--- PROBLEM ---
Copy out each line of the listing below in which the string "pane" occurs.
--- SUPPLIED MATERIAL ---
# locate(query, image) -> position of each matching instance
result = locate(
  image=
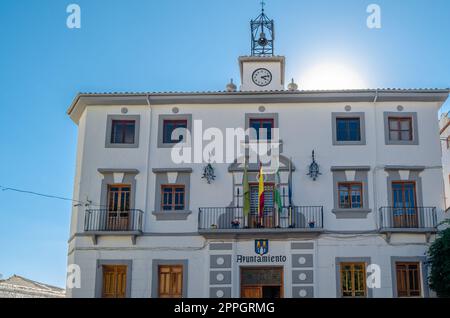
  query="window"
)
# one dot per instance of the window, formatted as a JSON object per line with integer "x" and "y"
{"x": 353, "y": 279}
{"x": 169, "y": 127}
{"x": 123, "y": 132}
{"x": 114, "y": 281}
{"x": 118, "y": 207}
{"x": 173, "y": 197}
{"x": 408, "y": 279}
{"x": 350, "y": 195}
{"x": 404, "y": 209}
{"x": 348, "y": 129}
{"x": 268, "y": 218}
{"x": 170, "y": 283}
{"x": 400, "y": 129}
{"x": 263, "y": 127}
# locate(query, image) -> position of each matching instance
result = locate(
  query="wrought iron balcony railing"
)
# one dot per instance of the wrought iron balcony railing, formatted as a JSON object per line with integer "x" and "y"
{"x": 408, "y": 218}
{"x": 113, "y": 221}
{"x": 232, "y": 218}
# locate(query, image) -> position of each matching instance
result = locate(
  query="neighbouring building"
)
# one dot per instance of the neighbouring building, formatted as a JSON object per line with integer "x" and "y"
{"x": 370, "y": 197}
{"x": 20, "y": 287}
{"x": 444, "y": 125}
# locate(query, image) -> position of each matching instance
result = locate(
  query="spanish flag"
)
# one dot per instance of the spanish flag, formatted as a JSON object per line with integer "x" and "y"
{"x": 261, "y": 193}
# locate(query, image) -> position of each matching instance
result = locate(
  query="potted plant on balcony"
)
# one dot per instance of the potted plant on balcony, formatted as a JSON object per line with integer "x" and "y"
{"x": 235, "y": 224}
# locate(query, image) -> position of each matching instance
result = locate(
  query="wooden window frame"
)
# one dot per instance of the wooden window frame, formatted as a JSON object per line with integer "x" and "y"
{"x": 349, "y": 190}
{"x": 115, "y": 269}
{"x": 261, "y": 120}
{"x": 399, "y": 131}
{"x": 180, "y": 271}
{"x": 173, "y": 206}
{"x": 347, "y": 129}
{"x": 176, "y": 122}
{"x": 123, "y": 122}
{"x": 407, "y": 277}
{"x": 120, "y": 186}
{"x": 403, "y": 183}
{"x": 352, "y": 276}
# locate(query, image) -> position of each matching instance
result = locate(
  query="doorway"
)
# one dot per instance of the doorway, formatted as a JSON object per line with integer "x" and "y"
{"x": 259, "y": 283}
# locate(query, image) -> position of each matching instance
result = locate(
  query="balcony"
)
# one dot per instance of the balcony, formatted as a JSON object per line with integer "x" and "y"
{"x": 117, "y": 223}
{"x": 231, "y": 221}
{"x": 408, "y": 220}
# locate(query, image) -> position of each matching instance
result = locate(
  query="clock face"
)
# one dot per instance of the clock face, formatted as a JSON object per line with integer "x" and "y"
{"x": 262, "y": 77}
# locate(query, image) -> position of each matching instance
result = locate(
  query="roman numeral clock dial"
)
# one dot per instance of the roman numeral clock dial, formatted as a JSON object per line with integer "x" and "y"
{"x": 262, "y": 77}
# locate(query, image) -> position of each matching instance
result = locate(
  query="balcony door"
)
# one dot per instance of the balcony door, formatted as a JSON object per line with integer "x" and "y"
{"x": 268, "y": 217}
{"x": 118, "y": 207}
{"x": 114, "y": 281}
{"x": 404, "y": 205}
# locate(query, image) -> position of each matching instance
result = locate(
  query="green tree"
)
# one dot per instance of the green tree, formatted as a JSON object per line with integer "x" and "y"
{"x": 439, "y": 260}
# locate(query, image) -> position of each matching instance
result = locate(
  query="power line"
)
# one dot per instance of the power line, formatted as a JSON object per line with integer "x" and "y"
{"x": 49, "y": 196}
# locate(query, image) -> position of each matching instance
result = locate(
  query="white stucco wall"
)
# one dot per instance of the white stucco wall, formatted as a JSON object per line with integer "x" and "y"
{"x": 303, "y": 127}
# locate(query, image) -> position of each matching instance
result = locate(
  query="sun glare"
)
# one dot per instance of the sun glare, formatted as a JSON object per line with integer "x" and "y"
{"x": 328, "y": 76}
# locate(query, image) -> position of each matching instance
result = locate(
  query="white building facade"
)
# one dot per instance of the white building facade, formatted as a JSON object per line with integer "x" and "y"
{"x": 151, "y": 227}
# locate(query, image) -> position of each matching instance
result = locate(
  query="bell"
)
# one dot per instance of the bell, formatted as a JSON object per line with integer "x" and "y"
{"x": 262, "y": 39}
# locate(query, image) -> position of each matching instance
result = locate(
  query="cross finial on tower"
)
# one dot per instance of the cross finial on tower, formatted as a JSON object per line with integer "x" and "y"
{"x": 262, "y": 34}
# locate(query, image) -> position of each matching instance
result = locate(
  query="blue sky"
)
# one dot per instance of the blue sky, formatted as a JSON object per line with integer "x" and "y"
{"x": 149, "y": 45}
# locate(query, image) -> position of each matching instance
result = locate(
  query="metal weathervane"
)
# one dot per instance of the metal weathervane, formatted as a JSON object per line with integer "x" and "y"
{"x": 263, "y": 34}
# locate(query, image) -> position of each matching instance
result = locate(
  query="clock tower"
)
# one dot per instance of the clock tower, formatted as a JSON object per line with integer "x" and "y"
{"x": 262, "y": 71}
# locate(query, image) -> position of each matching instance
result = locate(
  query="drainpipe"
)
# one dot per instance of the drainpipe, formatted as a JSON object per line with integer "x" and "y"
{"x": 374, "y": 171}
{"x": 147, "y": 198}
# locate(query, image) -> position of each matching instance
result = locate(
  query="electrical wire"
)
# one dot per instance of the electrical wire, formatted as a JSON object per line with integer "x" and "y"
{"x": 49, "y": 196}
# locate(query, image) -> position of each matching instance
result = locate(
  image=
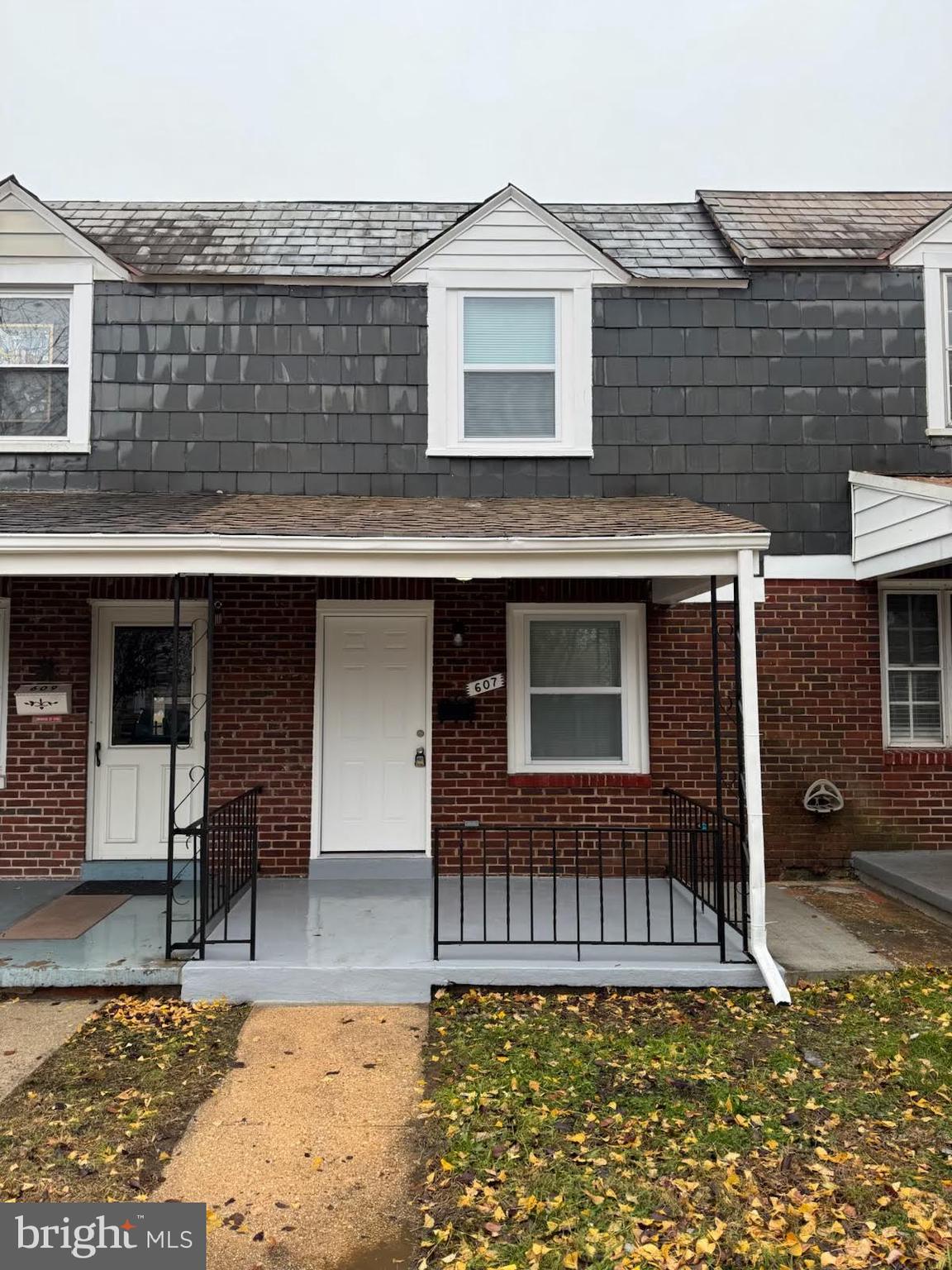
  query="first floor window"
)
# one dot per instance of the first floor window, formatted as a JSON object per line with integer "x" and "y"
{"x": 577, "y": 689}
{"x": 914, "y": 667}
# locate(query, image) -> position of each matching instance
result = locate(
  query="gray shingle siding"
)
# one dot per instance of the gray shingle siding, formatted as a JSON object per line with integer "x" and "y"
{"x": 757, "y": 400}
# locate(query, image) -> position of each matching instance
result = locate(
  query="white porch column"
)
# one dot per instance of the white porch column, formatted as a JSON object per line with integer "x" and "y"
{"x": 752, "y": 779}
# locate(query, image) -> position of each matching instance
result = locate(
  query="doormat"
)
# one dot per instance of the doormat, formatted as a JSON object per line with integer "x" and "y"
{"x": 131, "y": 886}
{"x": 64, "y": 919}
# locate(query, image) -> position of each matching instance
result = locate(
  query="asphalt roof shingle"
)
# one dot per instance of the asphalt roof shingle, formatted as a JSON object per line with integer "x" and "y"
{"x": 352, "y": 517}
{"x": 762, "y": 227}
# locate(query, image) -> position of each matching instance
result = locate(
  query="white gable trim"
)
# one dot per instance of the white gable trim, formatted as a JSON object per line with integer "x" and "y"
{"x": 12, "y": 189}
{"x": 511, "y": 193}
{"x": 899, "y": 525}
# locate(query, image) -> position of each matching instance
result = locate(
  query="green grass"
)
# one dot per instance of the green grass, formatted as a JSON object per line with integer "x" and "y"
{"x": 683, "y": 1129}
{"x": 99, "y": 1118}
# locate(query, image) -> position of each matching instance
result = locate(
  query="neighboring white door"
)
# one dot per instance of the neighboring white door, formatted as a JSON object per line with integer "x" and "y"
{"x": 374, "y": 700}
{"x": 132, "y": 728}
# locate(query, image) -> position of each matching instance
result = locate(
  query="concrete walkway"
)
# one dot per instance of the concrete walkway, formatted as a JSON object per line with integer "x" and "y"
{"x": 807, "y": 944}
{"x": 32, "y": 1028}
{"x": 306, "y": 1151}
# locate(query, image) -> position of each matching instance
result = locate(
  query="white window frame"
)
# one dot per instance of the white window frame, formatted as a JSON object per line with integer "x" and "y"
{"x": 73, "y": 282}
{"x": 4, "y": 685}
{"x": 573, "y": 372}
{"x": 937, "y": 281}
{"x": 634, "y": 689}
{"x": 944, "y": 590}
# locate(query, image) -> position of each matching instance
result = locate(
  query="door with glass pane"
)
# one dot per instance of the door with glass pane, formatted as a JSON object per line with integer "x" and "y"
---
--- SUPPLIED MATERIAL ---
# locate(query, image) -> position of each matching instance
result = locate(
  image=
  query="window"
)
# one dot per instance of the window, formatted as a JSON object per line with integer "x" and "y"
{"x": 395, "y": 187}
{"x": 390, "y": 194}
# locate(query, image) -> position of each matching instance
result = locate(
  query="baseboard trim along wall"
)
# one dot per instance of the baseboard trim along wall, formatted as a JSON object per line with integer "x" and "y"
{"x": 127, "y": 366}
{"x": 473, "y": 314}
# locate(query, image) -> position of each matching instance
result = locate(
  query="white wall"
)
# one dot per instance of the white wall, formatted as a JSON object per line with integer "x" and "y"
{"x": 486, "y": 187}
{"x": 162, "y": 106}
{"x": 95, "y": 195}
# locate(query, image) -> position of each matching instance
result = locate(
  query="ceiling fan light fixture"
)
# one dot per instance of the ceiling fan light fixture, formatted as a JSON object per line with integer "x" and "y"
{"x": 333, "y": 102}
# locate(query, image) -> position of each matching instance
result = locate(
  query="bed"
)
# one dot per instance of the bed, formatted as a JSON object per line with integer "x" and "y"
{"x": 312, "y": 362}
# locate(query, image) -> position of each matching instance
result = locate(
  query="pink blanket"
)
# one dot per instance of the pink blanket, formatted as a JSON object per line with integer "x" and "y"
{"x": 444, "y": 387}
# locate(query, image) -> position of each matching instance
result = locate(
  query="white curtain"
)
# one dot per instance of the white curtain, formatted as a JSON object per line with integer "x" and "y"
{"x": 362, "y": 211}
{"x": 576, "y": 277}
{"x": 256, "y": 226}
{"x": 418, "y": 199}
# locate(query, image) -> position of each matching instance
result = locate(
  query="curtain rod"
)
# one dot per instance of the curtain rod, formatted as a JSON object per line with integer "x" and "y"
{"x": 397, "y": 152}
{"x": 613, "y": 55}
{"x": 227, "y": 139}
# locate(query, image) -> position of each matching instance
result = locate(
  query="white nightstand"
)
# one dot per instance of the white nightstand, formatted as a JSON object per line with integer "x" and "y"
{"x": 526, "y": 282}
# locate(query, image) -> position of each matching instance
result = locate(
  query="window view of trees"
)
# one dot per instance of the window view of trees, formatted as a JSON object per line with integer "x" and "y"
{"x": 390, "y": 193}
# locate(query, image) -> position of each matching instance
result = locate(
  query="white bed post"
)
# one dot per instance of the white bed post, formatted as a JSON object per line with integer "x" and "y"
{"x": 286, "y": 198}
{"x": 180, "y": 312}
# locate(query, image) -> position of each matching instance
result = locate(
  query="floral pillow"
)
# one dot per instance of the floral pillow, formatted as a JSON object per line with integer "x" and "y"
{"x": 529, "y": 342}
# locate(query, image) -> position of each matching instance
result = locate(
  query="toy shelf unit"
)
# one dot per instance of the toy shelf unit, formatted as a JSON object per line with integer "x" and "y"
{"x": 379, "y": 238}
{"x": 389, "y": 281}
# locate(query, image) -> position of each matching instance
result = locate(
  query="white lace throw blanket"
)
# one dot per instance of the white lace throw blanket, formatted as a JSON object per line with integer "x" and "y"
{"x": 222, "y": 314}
---
--- SUPPLIED MATERIAL ---
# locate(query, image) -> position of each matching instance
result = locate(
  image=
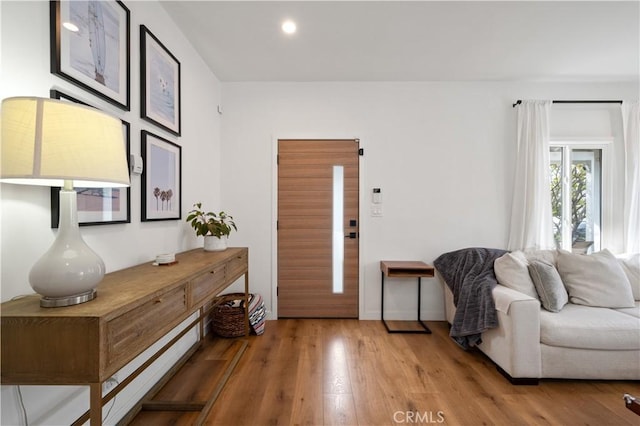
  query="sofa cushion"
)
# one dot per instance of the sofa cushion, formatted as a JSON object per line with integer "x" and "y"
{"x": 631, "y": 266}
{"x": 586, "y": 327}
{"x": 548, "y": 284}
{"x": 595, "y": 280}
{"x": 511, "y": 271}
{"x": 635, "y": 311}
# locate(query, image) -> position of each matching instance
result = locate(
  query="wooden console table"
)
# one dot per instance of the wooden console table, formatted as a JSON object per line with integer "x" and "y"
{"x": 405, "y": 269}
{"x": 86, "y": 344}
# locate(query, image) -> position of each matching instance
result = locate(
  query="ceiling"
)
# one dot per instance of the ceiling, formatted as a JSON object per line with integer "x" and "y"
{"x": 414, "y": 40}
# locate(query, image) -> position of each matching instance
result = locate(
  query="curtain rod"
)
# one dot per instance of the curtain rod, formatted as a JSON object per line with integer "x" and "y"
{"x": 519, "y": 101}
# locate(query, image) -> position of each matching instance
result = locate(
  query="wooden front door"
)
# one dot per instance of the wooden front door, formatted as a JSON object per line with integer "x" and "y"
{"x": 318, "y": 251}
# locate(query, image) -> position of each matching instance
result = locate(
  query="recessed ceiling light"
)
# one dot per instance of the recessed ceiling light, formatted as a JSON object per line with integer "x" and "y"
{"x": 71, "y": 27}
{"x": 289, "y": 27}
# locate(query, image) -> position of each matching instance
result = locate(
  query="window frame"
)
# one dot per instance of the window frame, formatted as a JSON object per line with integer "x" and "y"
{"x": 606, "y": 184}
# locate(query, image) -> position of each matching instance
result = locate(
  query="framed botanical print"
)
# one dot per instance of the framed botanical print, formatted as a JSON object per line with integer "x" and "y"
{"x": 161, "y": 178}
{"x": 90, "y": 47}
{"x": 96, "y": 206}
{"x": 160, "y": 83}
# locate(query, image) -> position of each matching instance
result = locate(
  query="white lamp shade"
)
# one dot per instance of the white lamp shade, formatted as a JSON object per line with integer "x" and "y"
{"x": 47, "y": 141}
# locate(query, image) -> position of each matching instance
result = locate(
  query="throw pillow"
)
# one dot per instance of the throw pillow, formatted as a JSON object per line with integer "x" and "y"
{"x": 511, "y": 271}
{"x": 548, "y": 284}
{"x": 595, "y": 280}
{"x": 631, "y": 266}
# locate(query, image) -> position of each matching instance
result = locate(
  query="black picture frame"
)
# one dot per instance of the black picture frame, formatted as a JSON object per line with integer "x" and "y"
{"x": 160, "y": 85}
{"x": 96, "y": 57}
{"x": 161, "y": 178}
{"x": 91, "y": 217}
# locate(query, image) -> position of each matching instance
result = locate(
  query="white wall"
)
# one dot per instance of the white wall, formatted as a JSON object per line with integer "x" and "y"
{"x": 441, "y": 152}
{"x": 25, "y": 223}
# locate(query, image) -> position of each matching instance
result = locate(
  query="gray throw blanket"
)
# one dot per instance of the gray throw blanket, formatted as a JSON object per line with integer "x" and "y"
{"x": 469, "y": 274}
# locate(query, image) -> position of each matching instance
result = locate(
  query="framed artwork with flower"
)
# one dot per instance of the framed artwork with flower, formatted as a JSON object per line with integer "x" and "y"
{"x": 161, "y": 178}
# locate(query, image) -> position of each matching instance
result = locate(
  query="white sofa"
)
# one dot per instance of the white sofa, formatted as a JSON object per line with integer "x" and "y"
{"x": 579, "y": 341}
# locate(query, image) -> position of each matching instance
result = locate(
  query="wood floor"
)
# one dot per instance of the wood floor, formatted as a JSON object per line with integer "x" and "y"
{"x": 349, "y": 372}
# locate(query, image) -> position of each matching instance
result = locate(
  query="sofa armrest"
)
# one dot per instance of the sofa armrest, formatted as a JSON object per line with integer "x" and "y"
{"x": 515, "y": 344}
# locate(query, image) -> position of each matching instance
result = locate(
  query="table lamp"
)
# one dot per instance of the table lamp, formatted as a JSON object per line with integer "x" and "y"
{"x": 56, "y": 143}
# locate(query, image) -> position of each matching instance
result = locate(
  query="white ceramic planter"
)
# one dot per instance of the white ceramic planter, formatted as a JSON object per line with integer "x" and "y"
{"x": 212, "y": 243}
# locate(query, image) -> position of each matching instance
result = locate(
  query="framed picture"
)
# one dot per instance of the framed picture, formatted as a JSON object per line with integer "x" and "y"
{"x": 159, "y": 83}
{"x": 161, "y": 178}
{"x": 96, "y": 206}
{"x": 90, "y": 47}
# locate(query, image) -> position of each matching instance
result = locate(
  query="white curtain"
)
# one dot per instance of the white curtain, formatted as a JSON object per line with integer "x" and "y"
---
--- RESPONSE TO THIS EXERCISE ---
  query="door with glass pane"
# one dot per instance of the door with glass pane, formatted as a JSON object per line with integer "x" and "y"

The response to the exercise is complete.